Twitter Talk Dominates TV Ad-Buying Blitz

ESPN’s Samantha Steele Ponder speaks to Seth Curry of the Duke Blue Devils after a game in Chapel Hill, N.C. Photograph by Peyton Williams/UNC/Getty Images

As television executives pitched a new season of shows to advertisers this week, one hit kept coming up: Twitter.

Most notably, the social media platform was ubiquitous in ESPN’s presentation, as the sports broadcaster is greatly expanding a partnership in which it blasts highlight videos throughout Twitter’s feed of mini-messages. Both companies will sell video advertising for the spots. Twitter already has similar partnerships with the Weather Channel and Turner Broadcasting System, and it’s pitching deals to NBCUniversal and Viacom.

In other words, as companies such as Facebook and Zynga struggle to craft revolutionary new ad formats, Twitter is quietly skimming from one of the oldest and deepest revenue streams in the business: the $60 billion annual market for TV advertising. If Twitter continues to win over TV executives, the company’s video revenue could rival the money it makes from “sponsored” messages.

The San Francisco-based company does not release its financial results and did not respond to requests for comment, but EMarketer estimates Twitter will collect $583 million in ad revenue this year. At the same time, EMarketer expects Internet video advertising to jump 41 percent to $4.1 billion, which would represent almost 7 percent of the TV haul.
= = = = =
■ **Task brief**:
Carry on the article about Twitter's push into TV advertising, starting after its final paragraph.
= = = = =
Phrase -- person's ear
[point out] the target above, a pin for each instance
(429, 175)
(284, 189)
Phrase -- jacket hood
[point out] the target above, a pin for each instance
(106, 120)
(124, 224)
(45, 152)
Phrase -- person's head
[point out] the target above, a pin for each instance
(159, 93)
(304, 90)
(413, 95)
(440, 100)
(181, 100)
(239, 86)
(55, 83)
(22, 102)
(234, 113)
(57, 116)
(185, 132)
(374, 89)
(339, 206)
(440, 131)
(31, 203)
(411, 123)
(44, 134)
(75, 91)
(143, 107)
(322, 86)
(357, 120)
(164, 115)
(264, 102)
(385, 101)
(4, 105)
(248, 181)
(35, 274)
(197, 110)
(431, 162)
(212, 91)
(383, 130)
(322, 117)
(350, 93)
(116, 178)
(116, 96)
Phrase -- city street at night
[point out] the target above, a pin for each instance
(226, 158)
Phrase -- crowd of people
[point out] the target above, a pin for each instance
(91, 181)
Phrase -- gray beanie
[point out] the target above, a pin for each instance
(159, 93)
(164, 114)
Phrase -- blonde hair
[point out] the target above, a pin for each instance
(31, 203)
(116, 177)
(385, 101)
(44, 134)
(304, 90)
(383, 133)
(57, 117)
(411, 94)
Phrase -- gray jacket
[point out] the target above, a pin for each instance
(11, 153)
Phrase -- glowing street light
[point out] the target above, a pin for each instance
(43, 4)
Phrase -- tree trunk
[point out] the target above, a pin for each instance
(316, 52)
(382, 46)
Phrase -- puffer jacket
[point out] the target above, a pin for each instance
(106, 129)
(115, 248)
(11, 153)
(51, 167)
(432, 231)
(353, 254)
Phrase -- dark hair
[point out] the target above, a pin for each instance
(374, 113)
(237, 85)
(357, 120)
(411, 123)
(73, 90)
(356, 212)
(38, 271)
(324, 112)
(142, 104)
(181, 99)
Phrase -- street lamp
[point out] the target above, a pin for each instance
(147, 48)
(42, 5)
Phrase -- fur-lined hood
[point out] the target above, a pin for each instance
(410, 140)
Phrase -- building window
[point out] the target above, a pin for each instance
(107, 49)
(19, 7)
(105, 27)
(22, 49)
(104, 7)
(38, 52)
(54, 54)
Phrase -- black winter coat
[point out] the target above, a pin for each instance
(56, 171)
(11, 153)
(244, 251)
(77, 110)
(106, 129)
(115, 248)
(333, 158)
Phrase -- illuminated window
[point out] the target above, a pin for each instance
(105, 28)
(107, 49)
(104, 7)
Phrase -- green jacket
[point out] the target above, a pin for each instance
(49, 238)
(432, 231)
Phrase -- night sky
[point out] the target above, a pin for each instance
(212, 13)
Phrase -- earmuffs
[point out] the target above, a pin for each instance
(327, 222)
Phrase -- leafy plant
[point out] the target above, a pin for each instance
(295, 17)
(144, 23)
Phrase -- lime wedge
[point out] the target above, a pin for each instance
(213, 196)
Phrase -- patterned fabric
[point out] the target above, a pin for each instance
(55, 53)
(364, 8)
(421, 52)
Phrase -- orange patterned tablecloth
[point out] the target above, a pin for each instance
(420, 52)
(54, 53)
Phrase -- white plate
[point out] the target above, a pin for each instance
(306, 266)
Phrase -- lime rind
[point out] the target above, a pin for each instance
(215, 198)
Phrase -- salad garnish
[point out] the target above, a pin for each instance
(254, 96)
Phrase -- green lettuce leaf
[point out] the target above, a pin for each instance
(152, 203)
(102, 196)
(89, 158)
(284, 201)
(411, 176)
= = = = =
■ **Answer to the problem**:
Twitter’s recent success with broadcast executives is a result of several savvy strategic moves to monetize the valuable data in its mountain of 140-character messages. Early this year it paid about $100 million to acquire Bluefin Labs, a company that measures Twitter chatter that isn’t necessarily labeled with a relevant hashtag or keyword. Bluefin lets the company track viewing habits and dialogue in a way that’s arguably more nuanced than what even Google or Facebook can offer. It also analyzes the connections between TV audiences and certain brands.

And late last month, Twitter struck a multiyear deal with media-buyer Starcom Media Vest Group. Details of the agreement were scarce, but it involves hundreds of millions of dollars and gives Starcom a direct pipeline to Twitter’s data. “In about 18 months, Twitter has gone from an experiment to essential,” Starcom Chief Executive Officer Laura Desmond told Reuters at the time.

The Starcom agreement is proof of concept. When you have won over the folks who decide where Samsung Electronics and Kellogg place their pitches, everyone in the ad game will be angling for a piece of the action.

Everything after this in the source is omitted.